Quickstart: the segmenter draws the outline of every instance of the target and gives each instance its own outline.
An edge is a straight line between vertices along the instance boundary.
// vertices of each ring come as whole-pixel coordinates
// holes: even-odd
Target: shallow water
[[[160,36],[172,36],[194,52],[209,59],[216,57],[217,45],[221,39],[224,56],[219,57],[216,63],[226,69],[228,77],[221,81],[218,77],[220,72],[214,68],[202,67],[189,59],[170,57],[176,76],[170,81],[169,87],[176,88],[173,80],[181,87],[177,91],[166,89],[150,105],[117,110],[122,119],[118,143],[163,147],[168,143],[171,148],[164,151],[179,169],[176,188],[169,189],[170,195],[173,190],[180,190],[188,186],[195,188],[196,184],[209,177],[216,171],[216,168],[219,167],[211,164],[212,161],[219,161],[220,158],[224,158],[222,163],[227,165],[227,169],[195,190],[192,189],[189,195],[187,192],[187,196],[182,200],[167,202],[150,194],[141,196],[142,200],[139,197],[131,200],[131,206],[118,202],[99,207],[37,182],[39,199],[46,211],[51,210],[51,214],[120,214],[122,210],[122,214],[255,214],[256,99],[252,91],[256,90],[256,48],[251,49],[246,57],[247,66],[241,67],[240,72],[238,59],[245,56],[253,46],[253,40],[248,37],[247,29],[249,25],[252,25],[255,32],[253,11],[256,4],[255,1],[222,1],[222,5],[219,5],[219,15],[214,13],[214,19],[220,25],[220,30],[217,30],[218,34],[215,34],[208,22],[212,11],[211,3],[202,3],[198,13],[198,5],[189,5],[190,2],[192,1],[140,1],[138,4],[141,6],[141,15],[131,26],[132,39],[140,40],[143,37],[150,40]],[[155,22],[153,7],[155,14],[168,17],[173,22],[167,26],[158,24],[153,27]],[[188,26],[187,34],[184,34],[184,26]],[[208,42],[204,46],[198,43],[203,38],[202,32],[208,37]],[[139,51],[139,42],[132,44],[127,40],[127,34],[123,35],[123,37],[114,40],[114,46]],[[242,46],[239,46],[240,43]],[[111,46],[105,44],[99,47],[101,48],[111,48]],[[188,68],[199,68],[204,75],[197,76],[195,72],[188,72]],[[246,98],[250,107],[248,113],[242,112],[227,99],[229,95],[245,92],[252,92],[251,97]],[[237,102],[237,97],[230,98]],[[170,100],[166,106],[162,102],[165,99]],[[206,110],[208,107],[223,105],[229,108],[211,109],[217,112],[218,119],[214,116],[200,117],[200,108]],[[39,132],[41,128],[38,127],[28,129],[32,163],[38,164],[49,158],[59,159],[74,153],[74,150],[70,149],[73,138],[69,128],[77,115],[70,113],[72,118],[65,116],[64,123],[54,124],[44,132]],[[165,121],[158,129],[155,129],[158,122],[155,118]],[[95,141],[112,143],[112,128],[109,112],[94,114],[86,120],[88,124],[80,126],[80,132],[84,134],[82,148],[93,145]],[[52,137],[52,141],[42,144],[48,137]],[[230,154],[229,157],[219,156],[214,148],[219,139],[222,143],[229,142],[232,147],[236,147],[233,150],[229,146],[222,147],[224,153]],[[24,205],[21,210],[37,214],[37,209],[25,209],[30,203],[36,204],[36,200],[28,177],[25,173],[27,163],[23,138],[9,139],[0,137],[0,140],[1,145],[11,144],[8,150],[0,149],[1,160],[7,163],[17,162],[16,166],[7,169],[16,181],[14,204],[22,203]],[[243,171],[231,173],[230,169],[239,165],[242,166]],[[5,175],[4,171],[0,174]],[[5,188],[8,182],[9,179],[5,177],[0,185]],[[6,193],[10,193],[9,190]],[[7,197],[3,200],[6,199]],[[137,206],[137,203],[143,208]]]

(Required task): Rewrite the items from their start through the line containing "Target: shallow water", putting "labeling tool" in place of "segmenter" and leaving the rest unchanged.

(Full solution):
Quickstart: the labeling tool draws the outline of every instance of the target and gives each instance its own outline.
An edge is a straight line between vertices along the instance boundary.
// vertices of each ring come as whole-pixel coordinates
// holes: even-odd
Target: shallow water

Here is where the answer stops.